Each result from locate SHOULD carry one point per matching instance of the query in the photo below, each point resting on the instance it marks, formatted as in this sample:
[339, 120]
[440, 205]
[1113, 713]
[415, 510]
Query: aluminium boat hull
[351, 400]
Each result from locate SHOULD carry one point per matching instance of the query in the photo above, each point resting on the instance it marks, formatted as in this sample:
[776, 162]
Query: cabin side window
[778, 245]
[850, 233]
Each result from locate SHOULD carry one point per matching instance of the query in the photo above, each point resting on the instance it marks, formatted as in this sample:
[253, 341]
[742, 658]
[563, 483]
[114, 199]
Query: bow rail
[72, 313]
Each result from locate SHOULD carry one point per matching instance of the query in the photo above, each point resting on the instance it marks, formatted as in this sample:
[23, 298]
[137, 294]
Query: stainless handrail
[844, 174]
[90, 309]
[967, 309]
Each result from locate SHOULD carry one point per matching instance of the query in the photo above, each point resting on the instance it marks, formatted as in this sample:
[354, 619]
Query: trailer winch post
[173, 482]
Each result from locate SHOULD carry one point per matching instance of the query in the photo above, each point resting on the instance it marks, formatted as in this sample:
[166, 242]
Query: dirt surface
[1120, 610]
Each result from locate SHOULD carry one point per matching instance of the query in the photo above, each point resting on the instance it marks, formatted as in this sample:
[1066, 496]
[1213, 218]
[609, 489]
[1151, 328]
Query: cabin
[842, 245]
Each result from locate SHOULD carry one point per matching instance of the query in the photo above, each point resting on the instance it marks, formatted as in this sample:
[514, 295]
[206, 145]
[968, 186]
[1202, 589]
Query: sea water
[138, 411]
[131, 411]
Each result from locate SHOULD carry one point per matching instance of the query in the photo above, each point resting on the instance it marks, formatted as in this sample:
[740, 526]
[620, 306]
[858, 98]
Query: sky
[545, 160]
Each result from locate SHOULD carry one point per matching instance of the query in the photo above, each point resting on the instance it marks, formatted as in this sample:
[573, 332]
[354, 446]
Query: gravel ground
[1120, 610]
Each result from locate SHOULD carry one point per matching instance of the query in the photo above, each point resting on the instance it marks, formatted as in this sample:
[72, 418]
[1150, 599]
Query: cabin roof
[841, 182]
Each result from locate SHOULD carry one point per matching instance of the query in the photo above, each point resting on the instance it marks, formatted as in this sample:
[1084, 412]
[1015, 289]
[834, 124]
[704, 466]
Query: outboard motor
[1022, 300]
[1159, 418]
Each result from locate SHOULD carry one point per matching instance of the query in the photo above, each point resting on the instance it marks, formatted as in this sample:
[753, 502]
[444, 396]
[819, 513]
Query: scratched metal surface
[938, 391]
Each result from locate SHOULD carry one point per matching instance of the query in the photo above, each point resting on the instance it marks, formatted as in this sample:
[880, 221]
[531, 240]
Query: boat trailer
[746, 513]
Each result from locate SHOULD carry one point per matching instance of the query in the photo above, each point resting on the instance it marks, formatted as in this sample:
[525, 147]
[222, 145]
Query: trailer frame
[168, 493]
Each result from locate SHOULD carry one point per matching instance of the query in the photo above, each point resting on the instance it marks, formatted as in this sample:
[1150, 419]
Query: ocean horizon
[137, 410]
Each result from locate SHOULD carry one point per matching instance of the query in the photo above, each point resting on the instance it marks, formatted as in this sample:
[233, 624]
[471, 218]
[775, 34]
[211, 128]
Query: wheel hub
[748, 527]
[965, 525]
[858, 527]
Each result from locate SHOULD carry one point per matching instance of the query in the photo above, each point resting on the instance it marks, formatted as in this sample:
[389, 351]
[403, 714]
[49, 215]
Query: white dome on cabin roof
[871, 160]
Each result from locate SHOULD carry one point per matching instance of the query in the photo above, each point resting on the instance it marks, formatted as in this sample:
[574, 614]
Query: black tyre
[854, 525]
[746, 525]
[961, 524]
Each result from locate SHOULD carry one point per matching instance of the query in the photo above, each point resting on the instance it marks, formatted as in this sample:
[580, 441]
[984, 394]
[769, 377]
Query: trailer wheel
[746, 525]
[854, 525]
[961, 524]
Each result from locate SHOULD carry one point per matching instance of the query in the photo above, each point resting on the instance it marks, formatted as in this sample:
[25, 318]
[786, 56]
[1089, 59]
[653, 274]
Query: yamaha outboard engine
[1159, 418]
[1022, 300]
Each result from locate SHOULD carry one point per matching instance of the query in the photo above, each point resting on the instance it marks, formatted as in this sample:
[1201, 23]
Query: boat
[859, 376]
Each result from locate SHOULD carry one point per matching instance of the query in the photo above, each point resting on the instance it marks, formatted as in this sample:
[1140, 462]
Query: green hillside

__________

== HOW TO COMPLETE THIS TASK ==
What is wanted is the full set of entries above, reproduced exactly.

== RESPONSE TO THIS TASK ==
Each result from locate SHOULD carry one point per matching instance of the query in the photo below, each point resting on the instance it marks, formatted as in this sample:
[339, 120]
[440, 205]
[1113, 713]
[415, 510]
Query: aluminium boat hull
[351, 400]
Each result from locate SHOULD carry one point per matching instance of the query in the photo above, each point resting on the instance it marks, formatted as in this sample:
[776, 162]
Query: cabin side window
[778, 245]
[850, 233]
Each result from locate SHOULD carry one point per matching instance of the query in the photo above, each point resting on the instance it marks, formatted as in this sample:
[253, 341]
[742, 658]
[563, 483]
[114, 199]
Query: bow rail
[72, 313]
Each result from locate SHOULD carry one point per matching instance of the query in the photo above, each point resting on the instance it marks, formatted as in this sample:
[23, 298]
[137, 294]
Query: stainless handrail
[844, 174]
[90, 309]
[967, 309]
Each result from locate SHOULD carry one point per matching instance of the query in the photo above, each point resting on the instance it marks, formatted as in this sample:
[354, 619]
Query: trailer winch post
[173, 482]
Each result from locate SHOULD carry one point per matching instance of the query in the photo above, each point resting on the instance it marks, formatted as in this sample:
[166, 242]
Query: dirt surface
[1120, 610]
Each result from locate SHOULD carry one point per matching instance of the query in the photo above, each point resting on the instance it marks, formatted as in this sample:
[1066, 496]
[1213, 218]
[609, 489]
[1151, 328]
Query: cabin
[842, 245]
Each result from locate SHOULD carry one point per matching instance of the query in the photo above, each point resting on the instance it marks, formatted as in this sample:
[514, 295]
[206, 145]
[968, 186]
[1202, 589]
Query: sea water
[138, 411]
[131, 411]
Each result from locate SHOULD carry one point per matching instance of the query in the photo above, each point resting on the instance it marks, formatted as in this sample:
[740, 526]
[620, 306]
[858, 98]
Query: sky
[545, 160]
Each result from locate SHOULD carry one point per matching instance of the query in the photo above, each point resting on the instance it marks, formatted as in this sample:
[573, 332]
[354, 446]
Query: gravel ground
[1120, 610]
Each result from locate SHOULD carry one point per matching instance of the query in the photo above, each point resting on the instance it marks, formatted as in this sample:
[72, 418]
[1150, 599]
Query: cabin roof
[841, 182]
Each result from locate SHOULD carry one point per matching instance of the query in the photo above, each point resting on the instance it marks, formatted as in this sample:
[1084, 412]
[1015, 289]
[834, 124]
[704, 466]
Query: outboard motor
[1022, 300]
[1159, 418]
Each result from locate SHOULD carry one point per matching instance of the query in the photo above, each point resting on the instance it marks, formatted as in this sample:
[753, 502]
[444, 396]
[819, 513]
Query: scratched metal surface
[938, 391]
Each result from locate SHOULD carry one point per matching instance of the query in the photo above, each point resting on the instance it marks, formatted as in this sample:
[880, 221]
[531, 240]
Query: boat trailer
[746, 513]
Each result from locate SHOULD carry one point per matching instance of the query in the photo above, each point resting on the instance it marks, formatted as in this sample:
[525, 147]
[222, 145]
Query: trailer frame
[168, 493]
Each result from locate SHOULD carry one point per matching instance of the query in the photo above, each point resting on the instance it marks, formatted as in this sample:
[1150, 419]
Query: ocean horizon
[137, 410]
Each result from locate SHOULD carry one point per matching instance of the query in the photo above, each point resting on the instance it marks, formatted as in this sample:
[233, 624]
[471, 218]
[775, 34]
[211, 128]
Query: wheel hub
[748, 527]
[965, 525]
[858, 527]
Each result from locate SHOULD carry one point per matching instance of the query in the photo above, each point resting on the instance it marks, formatted as in this sample:
[389, 351]
[403, 714]
[49, 215]
Query: white dome on cabin roof
[871, 160]
Each result from locate SHOULD carry one point per matching instance of the query in the photo above, each point resting on the instance it marks, formatted as in this sample:
[574, 614]
Query: black tyre
[854, 525]
[746, 525]
[961, 524]
Each result from locate SHOULD carry one point per matching instance of the query in the photo above, each point resting on the instance it marks, formatted as in this sample:
[580, 441]
[984, 394]
[769, 377]
Query: trailer wheel
[746, 525]
[854, 525]
[961, 524]
Each result from locate SHOULD carry one point per matching instance of the query in the photo above, each point resting on the instance it marks, formatted as in this sample:
[25, 318]
[786, 56]
[1089, 59]
[653, 274]
Query: yamaha outboard engine
[1159, 418]
[1022, 300]
Each result from locate SHOULD carry one point per matching instance of the query in the photo above, each point resting on the instance it marks, formatted as in this sample:
[1201, 23]
Query: boat
[859, 376]
Each result from locate SHOULD carry one point per matching instance of the query in the photo above, each point resting on the instance it marks, formatted as in this sample:
[1140, 462]
Query: green hillside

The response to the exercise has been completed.